─── MATERIAL FOR THIS TASK ───

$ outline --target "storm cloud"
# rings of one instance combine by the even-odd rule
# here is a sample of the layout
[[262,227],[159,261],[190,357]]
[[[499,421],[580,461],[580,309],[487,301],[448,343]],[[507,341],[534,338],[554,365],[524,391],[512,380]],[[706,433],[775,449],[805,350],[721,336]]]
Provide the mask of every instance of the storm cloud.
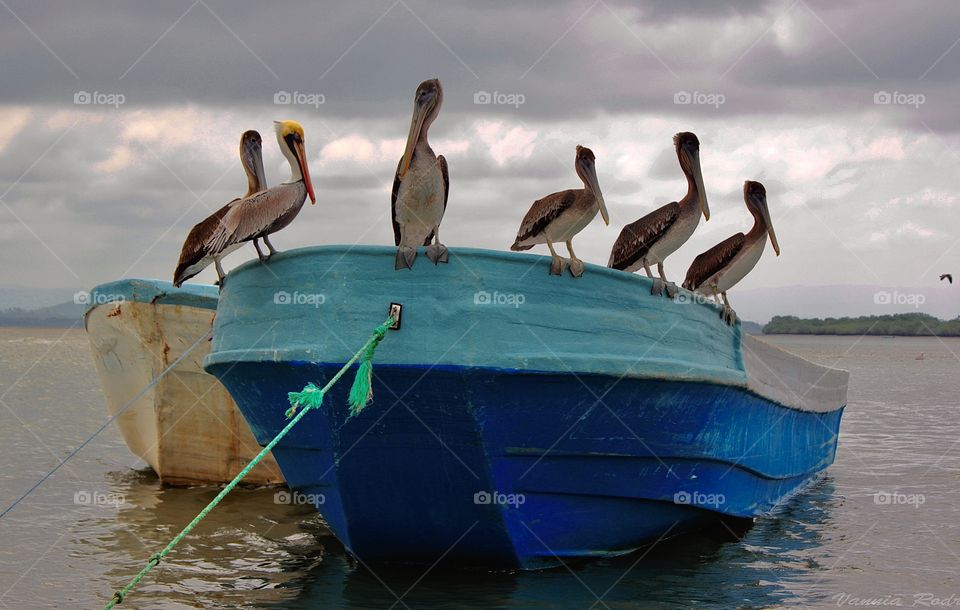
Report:
[[714,216],[672,278],[749,226],[745,179],[783,246],[747,288],[924,284],[958,259],[956,2],[6,5],[0,283],[168,277],[190,226],[245,187],[244,129],[286,178],[279,118],[306,129],[318,205],[276,245],[390,243],[413,90],[434,76],[451,246],[508,246],[534,199],[577,186],[586,144],[612,226],[578,253],[603,263],[623,224],[682,196],[671,136],[691,130]]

───

TO BE DONE> Can you update the data above so that every "storm cloud" becomes "thundercloud", with everything else unchanged and the pictures left out?

ANSWER TO THIS TASK>
$ outline --target "thundercloud"
# rings of one instance combine by the even-odd rule
# here is a sample of the layout
[[262,227],[159,261],[190,357]]
[[[499,421],[580,461],[580,309],[487,301],[448,343]],[[507,341],[534,338],[554,365],[524,391],[512,380]],[[706,433],[775,449],[805,350],[721,336]]]
Provide the mask of every instance of the thundercloud.
Report:
[[714,216],[672,278],[749,226],[745,179],[783,246],[747,288],[924,284],[958,259],[956,2],[6,5],[0,283],[168,277],[190,226],[245,187],[244,129],[286,178],[279,118],[306,129],[318,205],[276,245],[390,243],[413,90],[434,76],[451,246],[508,246],[534,199],[577,186],[586,144],[612,226],[578,253],[603,263],[623,224],[682,196],[671,136],[691,130]]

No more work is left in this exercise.